[Source data]
============
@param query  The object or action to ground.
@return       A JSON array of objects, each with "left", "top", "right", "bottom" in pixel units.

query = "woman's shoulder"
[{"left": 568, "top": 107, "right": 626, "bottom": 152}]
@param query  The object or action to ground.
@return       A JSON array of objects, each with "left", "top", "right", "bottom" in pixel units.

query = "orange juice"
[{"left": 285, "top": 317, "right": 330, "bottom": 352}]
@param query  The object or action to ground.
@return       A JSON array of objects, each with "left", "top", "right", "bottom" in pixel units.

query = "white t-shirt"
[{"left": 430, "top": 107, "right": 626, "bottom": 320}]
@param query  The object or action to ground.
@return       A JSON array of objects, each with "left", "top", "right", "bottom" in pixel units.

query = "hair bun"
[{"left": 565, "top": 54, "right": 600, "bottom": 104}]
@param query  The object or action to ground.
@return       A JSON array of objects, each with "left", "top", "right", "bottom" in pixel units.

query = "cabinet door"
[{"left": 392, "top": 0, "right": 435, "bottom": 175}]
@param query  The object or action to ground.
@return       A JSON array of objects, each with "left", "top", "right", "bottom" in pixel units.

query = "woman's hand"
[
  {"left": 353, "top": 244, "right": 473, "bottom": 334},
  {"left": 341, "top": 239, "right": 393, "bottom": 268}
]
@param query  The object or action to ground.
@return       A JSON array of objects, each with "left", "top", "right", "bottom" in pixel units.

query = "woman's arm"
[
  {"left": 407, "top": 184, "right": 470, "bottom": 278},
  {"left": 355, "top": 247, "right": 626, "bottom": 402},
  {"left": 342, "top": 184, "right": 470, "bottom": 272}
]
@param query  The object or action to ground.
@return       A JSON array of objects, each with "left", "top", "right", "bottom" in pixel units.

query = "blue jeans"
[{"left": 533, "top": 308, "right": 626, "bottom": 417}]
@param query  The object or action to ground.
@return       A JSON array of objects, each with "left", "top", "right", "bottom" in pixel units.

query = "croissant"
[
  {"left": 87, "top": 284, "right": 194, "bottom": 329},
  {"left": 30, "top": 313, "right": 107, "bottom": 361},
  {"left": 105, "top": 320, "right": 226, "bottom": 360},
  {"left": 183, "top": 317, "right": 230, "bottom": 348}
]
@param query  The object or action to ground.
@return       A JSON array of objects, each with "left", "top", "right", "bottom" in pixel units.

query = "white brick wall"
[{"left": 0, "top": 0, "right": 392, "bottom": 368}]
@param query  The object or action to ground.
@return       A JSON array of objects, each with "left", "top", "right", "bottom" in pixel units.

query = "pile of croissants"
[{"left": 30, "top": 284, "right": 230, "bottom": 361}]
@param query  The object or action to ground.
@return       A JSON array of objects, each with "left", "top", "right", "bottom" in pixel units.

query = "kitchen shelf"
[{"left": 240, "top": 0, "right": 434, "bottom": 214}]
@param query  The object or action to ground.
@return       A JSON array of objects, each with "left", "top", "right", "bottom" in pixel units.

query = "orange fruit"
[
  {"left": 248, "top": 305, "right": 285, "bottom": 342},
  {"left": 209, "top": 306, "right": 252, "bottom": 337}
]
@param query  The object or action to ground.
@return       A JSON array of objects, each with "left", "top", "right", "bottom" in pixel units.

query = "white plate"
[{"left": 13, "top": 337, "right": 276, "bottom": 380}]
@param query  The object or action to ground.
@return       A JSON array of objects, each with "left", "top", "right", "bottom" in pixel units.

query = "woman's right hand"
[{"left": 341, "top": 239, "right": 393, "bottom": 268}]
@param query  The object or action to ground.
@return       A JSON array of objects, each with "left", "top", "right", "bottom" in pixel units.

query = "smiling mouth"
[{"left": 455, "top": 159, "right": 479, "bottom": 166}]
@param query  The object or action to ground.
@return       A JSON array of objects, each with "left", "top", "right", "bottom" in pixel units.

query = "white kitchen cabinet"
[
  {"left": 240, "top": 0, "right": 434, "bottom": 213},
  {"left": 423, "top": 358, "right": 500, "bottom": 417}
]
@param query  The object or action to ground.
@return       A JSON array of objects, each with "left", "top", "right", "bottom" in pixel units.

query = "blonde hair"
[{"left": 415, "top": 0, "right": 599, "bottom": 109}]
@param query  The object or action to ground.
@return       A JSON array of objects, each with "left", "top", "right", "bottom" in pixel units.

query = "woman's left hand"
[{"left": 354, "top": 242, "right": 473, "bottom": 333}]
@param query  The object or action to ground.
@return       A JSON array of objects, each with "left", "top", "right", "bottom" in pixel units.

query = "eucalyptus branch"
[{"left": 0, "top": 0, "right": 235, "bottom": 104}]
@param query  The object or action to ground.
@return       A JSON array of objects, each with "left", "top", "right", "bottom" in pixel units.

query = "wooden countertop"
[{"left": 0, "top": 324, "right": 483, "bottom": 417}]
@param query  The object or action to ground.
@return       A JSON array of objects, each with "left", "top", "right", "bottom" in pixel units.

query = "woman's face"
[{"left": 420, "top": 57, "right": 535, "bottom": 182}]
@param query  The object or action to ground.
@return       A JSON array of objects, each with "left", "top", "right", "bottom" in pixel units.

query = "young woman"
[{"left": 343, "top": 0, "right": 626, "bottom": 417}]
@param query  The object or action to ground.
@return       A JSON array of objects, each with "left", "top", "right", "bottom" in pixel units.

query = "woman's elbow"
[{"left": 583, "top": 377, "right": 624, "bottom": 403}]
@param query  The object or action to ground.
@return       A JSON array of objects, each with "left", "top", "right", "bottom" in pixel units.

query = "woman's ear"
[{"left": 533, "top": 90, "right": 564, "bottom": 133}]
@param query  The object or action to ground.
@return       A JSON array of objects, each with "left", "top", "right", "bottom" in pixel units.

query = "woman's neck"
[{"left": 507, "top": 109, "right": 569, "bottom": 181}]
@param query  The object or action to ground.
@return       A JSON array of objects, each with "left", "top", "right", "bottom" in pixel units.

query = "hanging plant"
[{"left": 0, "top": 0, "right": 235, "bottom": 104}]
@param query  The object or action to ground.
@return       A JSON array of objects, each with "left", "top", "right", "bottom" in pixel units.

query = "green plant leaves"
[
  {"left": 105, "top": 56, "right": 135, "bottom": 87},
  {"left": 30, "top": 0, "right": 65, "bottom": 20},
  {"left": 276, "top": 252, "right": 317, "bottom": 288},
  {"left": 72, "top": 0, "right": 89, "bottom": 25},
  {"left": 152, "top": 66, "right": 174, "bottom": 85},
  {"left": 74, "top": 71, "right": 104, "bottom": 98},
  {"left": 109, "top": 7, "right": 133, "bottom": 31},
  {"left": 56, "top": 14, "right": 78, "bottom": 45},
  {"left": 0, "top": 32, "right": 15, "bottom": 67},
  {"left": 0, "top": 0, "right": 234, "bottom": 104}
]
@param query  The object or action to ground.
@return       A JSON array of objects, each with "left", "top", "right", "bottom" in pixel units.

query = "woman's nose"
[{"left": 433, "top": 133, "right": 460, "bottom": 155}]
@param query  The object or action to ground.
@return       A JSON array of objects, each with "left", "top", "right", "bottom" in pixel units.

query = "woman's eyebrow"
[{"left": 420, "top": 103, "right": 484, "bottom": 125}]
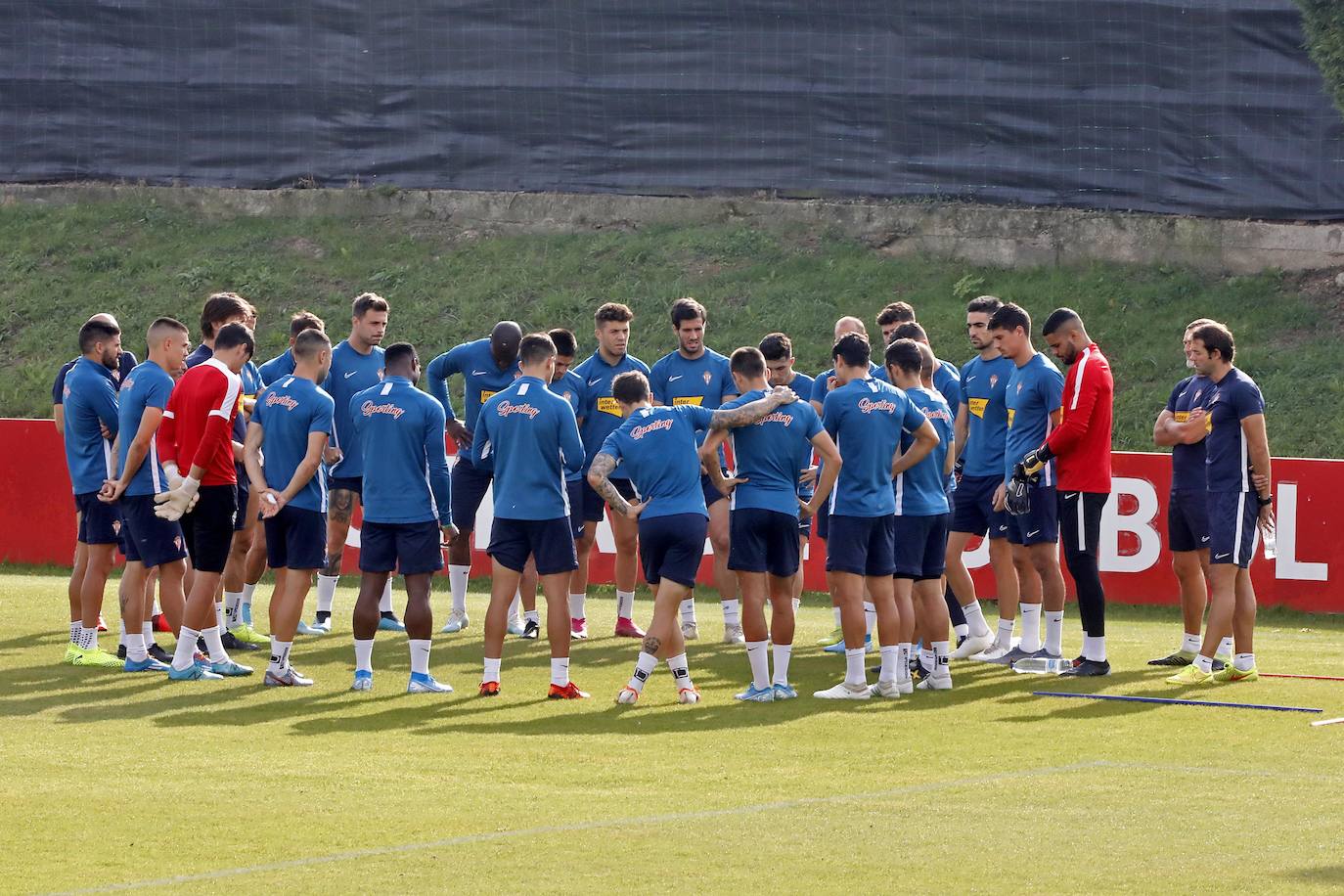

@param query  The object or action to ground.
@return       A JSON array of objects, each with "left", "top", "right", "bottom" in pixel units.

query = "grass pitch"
[{"left": 0, "top": 571, "right": 1344, "bottom": 893}]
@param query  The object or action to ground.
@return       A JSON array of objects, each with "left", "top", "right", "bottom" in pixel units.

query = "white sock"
[
  {"left": 317, "top": 572, "right": 340, "bottom": 612},
  {"left": 1018, "top": 604, "right": 1040, "bottom": 652},
  {"left": 961, "top": 601, "right": 989, "bottom": 638},
  {"left": 626, "top": 650, "right": 658, "bottom": 694},
  {"left": 551, "top": 657, "right": 570, "bottom": 688},
  {"left": 125, "top": 634, "right": 150, "bottom": 661},
  {"left": 1045, "top": 609, "right": 1064, "bottom": 654},
  {"left": 355, "top": 638, "right": 374, "bottom": 673},
  {"left": 224, "top": 591, "right": 244, "bottom": 629},
  {"left": 772, "top": 644, "right": 793, "bottom": 685},
  {"left": 410, "top": 638, "right": 428, "bottom": 676},
  {"left": 719, "top": 598, "right": 741, "bottom": 626},
  {"left": 266, "top": 636, "right": 294, "bottom": 676},
  {"left": 746, "top": 642, "right": 770, "bottom": 691},
  {"left": 172, "top": 626, "right": 201, "bottom": 672},
  {"left": 201, "top": 626, "right": 229, "bottom": 662},
  {"left": 448, "top": 562, "right": 471, "bottom": 612},
  {"left": 615, "top": 591, "right": 635, "bottom": 619},
  {"left": 844, "top": 648, "right": 869, "bottom": 685}
]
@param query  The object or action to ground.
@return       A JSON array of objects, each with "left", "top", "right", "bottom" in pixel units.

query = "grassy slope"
============
:: The task ::
Count the lines in the entries above that contain the string "plant", matching case exactly. Reply with only the number.

:: Complete output ::
2